▶ _WORK ORDER_: From the summary of the ECG study below, extract the passage between "This study investigates" and "before clinical deployment.", inclusive.

▶ _DOCUMENT TEXT_:
· · ·

Abnormality Prediction and Forecasting of Laboratory Values from Electrocardiogram Signals Using Multimodal Deep Learning

TL;DR

This study investigates predicting laboratory abnormalities from ECG signals combined with basic patient metadata using a multimodal deep learning framework. It frames the problem as dual tasks: abnormality prediction and abnormality forecasting, leveraging a S4-based time-series encoder for ECG features and an MLP for static features, with late fusion of modalities on the MIMIC-IV data. The results show robust performance, with AUROCs exceeding 0.70 for 24 abnormalities and NT-proBNP predictions reaching AUROCs around 0.90, demonstrating potential for non-invasive, cost-effective monitoring and early intervention. While promising, the work notes limitations related to threshold derivation, generalizability, and the need for external validation and explainability before clinical deployment.

· · ·

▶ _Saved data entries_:
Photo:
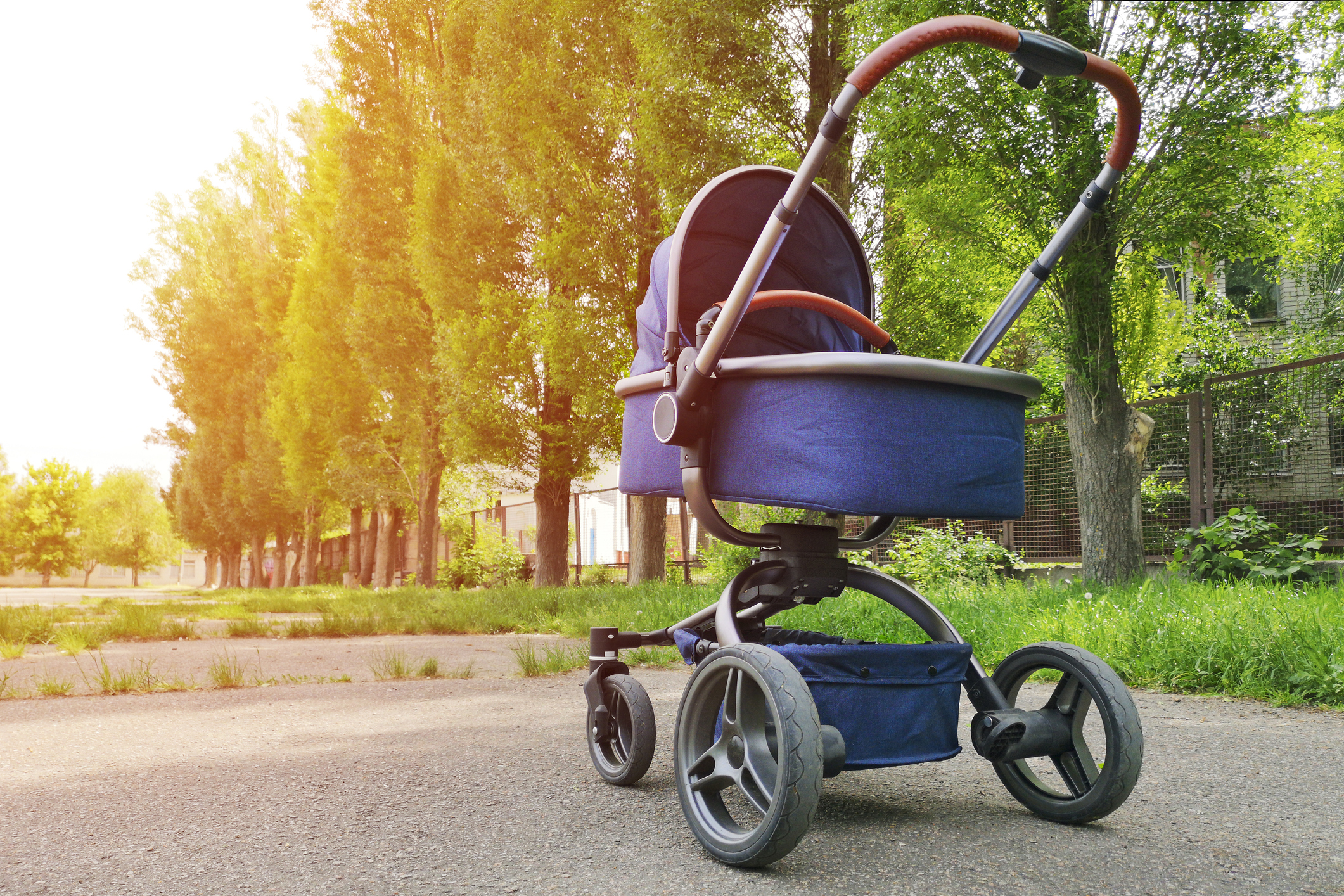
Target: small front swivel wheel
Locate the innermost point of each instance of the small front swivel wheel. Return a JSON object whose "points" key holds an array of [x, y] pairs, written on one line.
{"points": [[625, 753], [1096, 771]]}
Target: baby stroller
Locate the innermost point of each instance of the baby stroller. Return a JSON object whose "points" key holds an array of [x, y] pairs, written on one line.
{"points": [[791, 395]]}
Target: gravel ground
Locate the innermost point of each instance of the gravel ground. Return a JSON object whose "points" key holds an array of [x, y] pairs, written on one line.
{"points": [[184, 664], [484, 786]]}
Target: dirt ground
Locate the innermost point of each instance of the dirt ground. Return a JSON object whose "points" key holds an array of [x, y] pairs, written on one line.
{"points": [[484, 786], [268, 660]]}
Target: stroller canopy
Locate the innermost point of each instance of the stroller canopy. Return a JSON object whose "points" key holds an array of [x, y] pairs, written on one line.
{"points": [[696, 267]]}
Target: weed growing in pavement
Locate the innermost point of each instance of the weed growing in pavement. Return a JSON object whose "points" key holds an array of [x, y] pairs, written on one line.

· · ·

▶ _ANSWER SPACE_:
This study investigates predicting laboratory abnormalities from ECG signals combined with basic patient metadata using a multimodal deep learning framework. It frames the problem as dual tasks: abnormality prediction and abnormality forecasting, leveraging a S4-based time-series encoder for ECG features and an MLP for static features, with late fusion of modalities on the MIMIC-IV data. The results show robust performance, with AUROCs exceeding 0.70 for 24 abnormalities and NT-proBNP predictions reaching AUROCs around 0.90, demonstrating potential for non-invasive, cost-effective monitoring and early intervention. While promising, the work notes limitations related to threshold derivation, generalizability, and the need for external validation and explainability before clinical deployment.